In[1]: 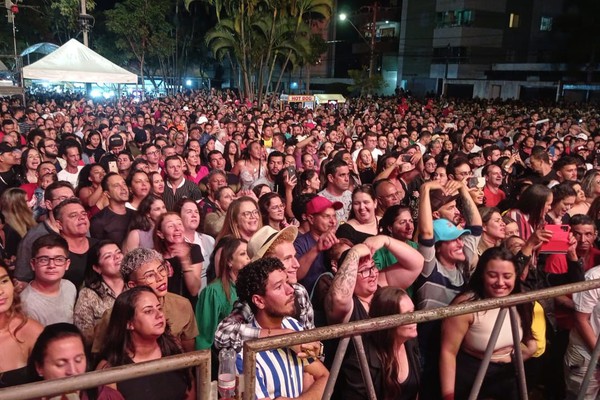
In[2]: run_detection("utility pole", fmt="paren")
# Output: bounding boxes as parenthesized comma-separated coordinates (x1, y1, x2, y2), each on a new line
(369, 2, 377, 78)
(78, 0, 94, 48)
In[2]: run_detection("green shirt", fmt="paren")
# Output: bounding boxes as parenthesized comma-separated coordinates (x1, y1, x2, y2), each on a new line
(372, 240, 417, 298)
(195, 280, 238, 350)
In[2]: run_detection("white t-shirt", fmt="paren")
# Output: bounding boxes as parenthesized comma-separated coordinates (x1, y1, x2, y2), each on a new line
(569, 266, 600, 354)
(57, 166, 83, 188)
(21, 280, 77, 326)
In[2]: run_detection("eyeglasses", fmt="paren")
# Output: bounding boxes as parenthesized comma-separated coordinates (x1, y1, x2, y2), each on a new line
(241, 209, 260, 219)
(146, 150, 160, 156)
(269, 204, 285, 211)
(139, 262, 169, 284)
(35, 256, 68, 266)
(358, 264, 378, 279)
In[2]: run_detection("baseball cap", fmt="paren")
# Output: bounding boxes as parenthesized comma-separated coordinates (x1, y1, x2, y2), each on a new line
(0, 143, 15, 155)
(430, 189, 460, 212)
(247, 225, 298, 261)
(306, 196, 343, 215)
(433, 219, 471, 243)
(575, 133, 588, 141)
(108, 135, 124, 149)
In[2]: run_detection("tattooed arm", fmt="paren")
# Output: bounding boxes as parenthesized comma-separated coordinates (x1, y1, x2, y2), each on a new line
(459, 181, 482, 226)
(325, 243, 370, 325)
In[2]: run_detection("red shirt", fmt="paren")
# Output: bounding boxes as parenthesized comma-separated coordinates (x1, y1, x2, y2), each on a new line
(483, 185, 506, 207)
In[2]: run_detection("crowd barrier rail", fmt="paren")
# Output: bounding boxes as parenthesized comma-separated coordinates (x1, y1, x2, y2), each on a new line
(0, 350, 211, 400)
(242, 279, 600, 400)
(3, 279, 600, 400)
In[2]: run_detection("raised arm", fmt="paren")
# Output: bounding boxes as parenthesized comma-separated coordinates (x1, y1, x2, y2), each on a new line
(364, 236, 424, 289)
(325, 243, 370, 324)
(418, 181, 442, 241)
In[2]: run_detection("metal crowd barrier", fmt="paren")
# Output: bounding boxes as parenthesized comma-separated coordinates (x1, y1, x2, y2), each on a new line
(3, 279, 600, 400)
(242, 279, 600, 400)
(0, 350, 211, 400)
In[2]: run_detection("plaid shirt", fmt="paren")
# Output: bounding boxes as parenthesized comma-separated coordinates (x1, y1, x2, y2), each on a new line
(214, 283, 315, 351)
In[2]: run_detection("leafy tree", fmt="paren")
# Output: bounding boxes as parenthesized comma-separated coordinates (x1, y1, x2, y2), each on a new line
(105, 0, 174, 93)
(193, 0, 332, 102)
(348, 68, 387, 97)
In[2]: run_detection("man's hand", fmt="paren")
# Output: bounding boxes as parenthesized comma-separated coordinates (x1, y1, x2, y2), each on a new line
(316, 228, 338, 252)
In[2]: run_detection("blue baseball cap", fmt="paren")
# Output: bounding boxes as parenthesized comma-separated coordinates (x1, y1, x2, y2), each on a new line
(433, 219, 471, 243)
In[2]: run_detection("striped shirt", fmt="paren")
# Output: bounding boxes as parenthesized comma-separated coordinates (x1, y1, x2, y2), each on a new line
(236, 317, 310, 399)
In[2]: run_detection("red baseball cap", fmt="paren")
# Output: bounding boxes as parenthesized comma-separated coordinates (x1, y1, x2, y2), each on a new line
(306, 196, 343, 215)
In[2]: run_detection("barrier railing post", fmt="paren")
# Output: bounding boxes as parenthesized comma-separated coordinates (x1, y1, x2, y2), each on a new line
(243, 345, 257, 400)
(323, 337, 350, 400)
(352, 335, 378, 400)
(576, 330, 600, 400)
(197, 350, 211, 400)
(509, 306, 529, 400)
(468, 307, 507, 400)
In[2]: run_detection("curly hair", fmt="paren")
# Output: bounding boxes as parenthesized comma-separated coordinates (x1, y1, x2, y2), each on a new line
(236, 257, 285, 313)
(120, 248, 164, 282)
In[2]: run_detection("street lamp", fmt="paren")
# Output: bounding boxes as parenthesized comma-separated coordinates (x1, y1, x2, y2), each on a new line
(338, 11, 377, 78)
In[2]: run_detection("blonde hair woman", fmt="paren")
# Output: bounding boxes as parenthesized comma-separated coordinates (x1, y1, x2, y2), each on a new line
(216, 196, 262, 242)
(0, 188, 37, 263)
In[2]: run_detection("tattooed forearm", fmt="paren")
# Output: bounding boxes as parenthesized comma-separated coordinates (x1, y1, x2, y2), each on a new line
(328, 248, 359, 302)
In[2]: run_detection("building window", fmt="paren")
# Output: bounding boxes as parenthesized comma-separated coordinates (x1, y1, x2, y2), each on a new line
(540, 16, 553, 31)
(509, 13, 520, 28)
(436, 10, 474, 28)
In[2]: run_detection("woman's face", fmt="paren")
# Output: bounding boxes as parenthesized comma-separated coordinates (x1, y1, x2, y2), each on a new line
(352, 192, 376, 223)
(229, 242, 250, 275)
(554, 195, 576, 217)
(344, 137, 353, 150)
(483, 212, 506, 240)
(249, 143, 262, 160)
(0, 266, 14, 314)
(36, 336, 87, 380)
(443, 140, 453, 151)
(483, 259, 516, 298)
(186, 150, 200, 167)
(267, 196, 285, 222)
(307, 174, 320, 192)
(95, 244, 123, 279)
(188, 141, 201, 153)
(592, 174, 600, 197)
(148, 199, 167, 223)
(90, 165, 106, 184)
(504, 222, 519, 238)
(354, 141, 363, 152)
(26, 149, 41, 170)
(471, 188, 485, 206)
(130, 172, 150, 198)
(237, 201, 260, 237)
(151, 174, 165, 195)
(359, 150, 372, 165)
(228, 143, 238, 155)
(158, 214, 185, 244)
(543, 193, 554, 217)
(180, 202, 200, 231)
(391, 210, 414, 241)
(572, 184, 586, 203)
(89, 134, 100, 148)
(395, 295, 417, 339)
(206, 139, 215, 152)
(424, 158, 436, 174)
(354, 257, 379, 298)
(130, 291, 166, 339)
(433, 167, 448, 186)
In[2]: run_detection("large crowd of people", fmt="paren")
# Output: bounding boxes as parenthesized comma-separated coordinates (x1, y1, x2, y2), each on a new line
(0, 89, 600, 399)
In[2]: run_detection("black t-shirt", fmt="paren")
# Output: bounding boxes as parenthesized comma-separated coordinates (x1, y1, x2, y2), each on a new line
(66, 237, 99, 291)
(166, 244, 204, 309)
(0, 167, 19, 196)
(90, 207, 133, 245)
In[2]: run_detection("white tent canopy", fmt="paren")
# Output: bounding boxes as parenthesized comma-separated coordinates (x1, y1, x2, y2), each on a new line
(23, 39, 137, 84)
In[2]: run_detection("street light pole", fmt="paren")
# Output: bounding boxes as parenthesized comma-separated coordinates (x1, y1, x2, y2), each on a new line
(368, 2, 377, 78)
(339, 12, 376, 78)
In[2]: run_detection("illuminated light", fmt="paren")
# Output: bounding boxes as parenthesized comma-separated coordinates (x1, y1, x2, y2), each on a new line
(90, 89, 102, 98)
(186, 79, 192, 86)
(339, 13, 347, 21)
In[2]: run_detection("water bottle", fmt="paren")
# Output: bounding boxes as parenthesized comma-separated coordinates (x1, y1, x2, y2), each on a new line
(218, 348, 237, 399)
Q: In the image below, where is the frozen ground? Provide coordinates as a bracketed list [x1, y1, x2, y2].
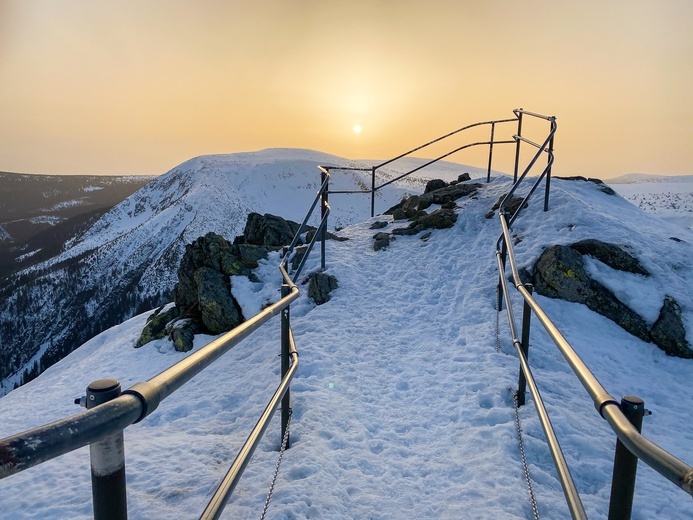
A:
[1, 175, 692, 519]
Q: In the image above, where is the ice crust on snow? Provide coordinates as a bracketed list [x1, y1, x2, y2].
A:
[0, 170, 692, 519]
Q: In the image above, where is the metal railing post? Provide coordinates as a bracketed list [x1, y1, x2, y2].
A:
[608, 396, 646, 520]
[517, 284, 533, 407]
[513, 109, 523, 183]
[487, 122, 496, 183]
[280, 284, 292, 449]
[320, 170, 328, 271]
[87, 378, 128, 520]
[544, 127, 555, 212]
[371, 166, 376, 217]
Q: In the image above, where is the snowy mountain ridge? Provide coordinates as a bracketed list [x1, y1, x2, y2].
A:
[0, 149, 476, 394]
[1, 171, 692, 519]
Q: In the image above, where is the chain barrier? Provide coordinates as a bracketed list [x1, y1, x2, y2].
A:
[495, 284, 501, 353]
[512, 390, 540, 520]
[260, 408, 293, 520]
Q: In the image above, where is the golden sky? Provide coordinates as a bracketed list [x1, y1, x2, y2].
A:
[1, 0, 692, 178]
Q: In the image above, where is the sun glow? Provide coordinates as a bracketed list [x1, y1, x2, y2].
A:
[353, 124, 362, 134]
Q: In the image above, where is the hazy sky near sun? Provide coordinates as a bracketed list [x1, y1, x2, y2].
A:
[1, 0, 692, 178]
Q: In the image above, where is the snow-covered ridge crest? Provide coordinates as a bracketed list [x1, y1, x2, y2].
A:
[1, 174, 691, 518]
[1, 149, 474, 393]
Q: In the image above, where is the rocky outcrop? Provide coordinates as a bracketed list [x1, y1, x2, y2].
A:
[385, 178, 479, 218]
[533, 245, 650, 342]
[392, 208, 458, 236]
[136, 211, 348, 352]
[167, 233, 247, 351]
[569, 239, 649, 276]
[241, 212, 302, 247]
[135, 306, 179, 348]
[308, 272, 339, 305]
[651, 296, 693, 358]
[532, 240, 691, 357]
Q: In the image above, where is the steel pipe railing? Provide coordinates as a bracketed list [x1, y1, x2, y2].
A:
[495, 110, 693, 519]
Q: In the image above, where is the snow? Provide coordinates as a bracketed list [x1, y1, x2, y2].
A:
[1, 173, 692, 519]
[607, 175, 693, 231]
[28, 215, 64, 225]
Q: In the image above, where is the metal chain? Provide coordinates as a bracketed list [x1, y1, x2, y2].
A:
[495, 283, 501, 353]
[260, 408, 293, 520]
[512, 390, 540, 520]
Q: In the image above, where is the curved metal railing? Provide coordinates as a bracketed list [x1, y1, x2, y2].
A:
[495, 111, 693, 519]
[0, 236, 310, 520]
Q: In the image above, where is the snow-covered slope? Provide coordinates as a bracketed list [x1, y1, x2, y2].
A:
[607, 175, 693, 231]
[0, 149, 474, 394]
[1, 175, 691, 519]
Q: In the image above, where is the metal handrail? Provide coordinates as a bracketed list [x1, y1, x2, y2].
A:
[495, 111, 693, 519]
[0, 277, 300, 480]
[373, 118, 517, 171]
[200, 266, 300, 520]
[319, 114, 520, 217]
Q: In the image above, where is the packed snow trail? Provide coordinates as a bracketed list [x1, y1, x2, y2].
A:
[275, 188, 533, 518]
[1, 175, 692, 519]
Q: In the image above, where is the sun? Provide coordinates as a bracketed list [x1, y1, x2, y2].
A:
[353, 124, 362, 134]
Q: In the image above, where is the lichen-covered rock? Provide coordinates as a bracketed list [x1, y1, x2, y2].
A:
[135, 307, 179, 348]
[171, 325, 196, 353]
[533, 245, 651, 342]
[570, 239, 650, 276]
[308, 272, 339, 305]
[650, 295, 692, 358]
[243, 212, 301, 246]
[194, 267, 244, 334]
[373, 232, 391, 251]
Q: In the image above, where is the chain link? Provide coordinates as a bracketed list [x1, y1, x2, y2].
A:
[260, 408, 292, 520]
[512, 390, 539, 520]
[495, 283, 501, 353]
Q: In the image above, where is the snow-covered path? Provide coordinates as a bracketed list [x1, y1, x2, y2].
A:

__What to produce__.
For the records above, state how many lines include the string "railing", giving the number and nothing else.

__Problem solution__.
4